* Work order
Nothing in the records may be left out or altered; reproduce them all exactly.

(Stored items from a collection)

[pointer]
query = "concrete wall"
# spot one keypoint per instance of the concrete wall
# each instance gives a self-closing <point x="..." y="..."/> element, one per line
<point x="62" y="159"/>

* Exercise solution
[pointer]
query = "concrete wall"
# spot one keypoint per instance of the concrete wall
# each instance gives a self-closing <point x="..." y="..."/> element, one per line
<point x="62" y="159"/>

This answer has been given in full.